Turn every line of the rows below into a numbered list, skipping any blank lines.

Top of Data section

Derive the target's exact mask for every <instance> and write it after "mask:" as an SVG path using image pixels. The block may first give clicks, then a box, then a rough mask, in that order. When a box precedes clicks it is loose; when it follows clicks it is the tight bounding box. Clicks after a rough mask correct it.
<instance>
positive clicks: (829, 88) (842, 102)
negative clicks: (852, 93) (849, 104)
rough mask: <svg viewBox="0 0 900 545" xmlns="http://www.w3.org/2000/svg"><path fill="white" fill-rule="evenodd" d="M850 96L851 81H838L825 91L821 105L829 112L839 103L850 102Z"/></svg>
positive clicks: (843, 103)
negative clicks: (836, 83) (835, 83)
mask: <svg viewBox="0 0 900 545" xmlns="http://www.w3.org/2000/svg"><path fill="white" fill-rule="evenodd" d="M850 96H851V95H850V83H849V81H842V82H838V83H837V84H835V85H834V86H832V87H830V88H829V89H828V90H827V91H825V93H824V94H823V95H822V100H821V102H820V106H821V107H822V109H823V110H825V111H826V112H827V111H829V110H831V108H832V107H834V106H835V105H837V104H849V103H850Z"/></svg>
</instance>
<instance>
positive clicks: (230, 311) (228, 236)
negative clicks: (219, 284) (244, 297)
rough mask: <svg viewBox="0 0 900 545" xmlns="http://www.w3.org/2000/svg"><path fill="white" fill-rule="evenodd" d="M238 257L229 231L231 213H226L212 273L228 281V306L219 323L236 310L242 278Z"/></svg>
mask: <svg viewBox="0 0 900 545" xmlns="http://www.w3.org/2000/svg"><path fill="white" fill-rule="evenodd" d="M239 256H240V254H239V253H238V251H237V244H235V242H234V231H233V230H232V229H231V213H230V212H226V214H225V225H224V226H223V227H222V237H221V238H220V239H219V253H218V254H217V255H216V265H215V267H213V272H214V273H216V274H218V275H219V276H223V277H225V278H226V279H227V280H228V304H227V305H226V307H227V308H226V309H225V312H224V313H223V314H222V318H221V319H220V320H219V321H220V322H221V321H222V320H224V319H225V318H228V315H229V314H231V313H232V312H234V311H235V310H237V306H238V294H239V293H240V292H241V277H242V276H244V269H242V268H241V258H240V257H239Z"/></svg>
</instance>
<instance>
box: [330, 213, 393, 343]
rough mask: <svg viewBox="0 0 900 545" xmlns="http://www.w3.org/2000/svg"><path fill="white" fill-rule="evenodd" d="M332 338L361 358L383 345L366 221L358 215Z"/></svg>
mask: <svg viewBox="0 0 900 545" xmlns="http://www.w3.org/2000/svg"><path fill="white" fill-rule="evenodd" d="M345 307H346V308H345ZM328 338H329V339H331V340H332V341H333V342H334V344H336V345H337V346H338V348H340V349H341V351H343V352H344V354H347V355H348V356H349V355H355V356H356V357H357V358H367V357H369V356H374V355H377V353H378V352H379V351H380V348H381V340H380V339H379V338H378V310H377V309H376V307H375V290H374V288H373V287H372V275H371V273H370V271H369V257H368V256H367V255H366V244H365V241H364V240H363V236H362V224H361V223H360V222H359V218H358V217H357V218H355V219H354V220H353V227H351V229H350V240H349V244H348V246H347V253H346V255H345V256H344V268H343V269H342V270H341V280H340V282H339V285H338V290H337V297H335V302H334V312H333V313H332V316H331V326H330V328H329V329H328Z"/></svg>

Bottom of Data section

Solution to this task
1. Derive the target's exact mask for every <instance> and write it after "mask:" as an SVG path using image pixels. The block may first give clicks, then a box, then a rough mask, in that order. When a box precedes clicks it is loose; when it follows clicks it is the tight bounding box. Clicks after a rough mask correct it.
2. <instance>
3. positive clicks: (829, 88) (842, 102)
4. negative clicks: (852, 93) (849, 104)
5. rough mask: <svg viewBox="0 0 900 545" xmlns="http://www.w3.org/2000/svg"><path fill="white" fill-rule="evenodd" d="M850 96L851 81H838L825 91L821 105L829 112L839 103L850 102Z"/></svg>
6. positive clicks: (843, 103)
7. negative clicks: (836, 83) (835, 83)
8. mask: <svg viewBox="0 0 900 545" xmlns="http://www.w3.org/2000/svg"><path fill="white" fill-rule="evenodd" d="M850 96H851V95H850V83H849V81H842V82H838V83H837V84H835V85H834V86H832V87H830V88H829V89H828V90H827V91H825V93H824V94H823V95H822V100H821V102H820V106H821V107H822V109H823V110H825V111H826V112H827V111H829V110H831V108H832V107H834V106H835V105H837V104H849V103H850Z"/></svg>
9. </instance>
10. <instance>
11. positive clicks: (230, 311) (228, 236)
12. negative clicks: (219, 284) (244, 297)
13. rough mask: <svg viewBox="0 0 900 545" xmlns="http://www.w3.org/2000/svg"><path fill="white" fill-rule="evenodd" d="M238 257L229 231L231 213H226L212 273L228 281V306L219 323L236 310L242 278Z"/></svg>
14. mask: <svg viewBox="0 0 900 545" xmlns="http://www.w3.org/2000/svg"><path fill="white" fill-rule="evenodd" d="M239 256H240V254H239V253H238V251H237V244H235V242H234V231H233V230H232V229H231V213H230V212H226V214H225V225H224V226H223V227H222V237H221V238H220V239H219V253H218V254H217V255H216V265H215V267H213V272H214V273H216V274H218V275H219V276H223V277H225V278H226V279H227V280H228V304H227V305H226V307H227V308H226V309H225V312H224V313H223V314H222V318H221V319H220V320H219V321H220V322H221V321H222V320H224V319H225V318H228V315H229V314H231V313H232V312H234V311H235V310H237V306H238V294H239V293H240V292H241V277H242V276H244V269H242V268H241V258H240V257H239Z"/></svg>
15. </instance>
16. <instance>
17. box: [330, 213, 393, 343]
18. rough mask: <svg viewBox="0 0 900 545" xmlns="http://www.w3.org/2000/svg"><path fill="white" fill-rule="evenodd" d="M332 338L361 358L383 345L366 221L358 215Z"/></svg>
19. mask: <svg viewBox="0 0 900 545" xmlns="http://www.w3.org/2000/svg"><path fill="white" fill-rule="evenodd" d="M345 307H346V308H345ZM328 338H329V339H331V340H332V341H333V342H334V344H336V345H337V346H338V348H340V349H341V351H343V352H344V354H347V355H348V356H349V355H355V356H356V357H357V358H367V357H369V356H374V355H377V353H378V352H379V351H380V348H381V340H380V339H379V338H378V310H377V309H376V307H375V290H374V288H373V287H372V275H371V273H370V271H369V257H368V256H367V255H366V244H365V241H364V240H363V236H362V224H361V223H360V222H359V218H358V217H357V218H355V219H354V220H353V227H351V229H350V240H349V244H348V246H347V253H346V255H345V256H344V268H343V269H342V270H341V280H340V282H339V285H338V290H337V297H335V302H334V312H333V313H332V316H331V326H330V328H329V329H328Z"/></svg>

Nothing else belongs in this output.